▶ [ACTIVITY]: All of the entries are to be restated word for word.

· · · · ·

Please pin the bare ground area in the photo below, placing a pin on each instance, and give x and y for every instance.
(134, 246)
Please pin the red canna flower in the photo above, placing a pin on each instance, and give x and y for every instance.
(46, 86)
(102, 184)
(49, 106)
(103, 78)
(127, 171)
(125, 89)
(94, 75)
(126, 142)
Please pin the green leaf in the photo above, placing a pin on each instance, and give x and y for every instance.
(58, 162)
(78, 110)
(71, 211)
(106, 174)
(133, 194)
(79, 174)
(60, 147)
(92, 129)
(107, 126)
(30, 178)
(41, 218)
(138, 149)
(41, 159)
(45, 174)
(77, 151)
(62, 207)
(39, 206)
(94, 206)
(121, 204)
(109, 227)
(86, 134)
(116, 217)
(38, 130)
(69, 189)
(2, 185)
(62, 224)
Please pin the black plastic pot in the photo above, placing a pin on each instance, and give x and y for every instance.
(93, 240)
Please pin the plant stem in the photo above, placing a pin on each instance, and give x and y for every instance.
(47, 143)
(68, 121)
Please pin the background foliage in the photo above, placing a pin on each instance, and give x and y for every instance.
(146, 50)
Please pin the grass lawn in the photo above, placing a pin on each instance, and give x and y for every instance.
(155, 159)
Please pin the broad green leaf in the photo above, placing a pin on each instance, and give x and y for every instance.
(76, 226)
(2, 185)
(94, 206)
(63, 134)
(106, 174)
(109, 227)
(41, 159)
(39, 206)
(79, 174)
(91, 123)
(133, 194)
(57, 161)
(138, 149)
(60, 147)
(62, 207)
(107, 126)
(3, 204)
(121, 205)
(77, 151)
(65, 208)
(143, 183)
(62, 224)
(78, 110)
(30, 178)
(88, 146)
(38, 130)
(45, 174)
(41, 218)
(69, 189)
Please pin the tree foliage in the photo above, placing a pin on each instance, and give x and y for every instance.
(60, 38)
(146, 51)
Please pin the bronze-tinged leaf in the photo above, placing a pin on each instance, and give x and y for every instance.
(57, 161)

· · · · ·

▶ [TASK RESULT]:
Please pin the bare ground area in the photo below, placing a pin on each instance, and give x and y for every instance.
(134, 246)
Please pin the red canna flower in the photo above, placing a pin on each instance, and give x and y for every instance.
(46, 86)
(102, 184)
(49, 106)
(103, 78)
(127, 171)
(125, 89)
(94, 75)
(126, 142)
Please pin the green leaf in the photo above, placing a pin on each instance, and give x and y for every instance.
(58, 162)
(78, 110)
(71, 211)
(106, 174)
(133, 194)
(79, 174)
(60, 147)
(92, 129)
(107, 126)
(30, 178)
(41, 218)
(138, 149)
(41, 159)
(45, 174)
(77, 151)
(62, 207)
(39, 206)
(94, 206)
(121, 204)
(109, 227)
(86, 134)
(116, 217)
(38, 130)
(69, 189)
(2, 185)
(62, 224)
Please pin the black plastic pot in the photo above, placing a pin on each instance, and give x and y for every instance.
(93, 240)
Please pin the plant stem in the photo above, placing a pin on each instance, and give x and y for every instance.
(47, 143)
(68, 121)
Please pin the background foliage in the photo above, placing a pin on each instance, and give x and y for every instance.
(146, 50)
Please pin the grass lawn in the photo above, placing a pin on each instance, and give x and y for every instance.
(155, 159)
Please pin the broad green leaf in the photo above, placing a pin on each instance, and give x and y for every instance.
(76, 226)
(2, 185)
(94, 206)
(63, 134)
(106, 174)
(109, 227)
(41, 159)
(39, 206)
(79, 174)
(91, 123)
(133, 194)
(57, 161)
(138, 149)
(60, 147)
(62, 207)
(107, 126)
(3, 204)
(121, 205)
(77, 151)
(65, 208)
(143, 183)
(62, 224)
(78, 110)
(30, 178)
(88, 146)
(38, 130)
(45, 174)
(41, 218)
(69, 189)
Please pin the tree foliage in the photo above, placing a pin on each instance, and give x and y for every instance.
(60, 38)
(146, 51)
Please pin the bronze-tinged leaf in the photo above, placing a pin on each instance, and give x and y for every instance.
(57, 161)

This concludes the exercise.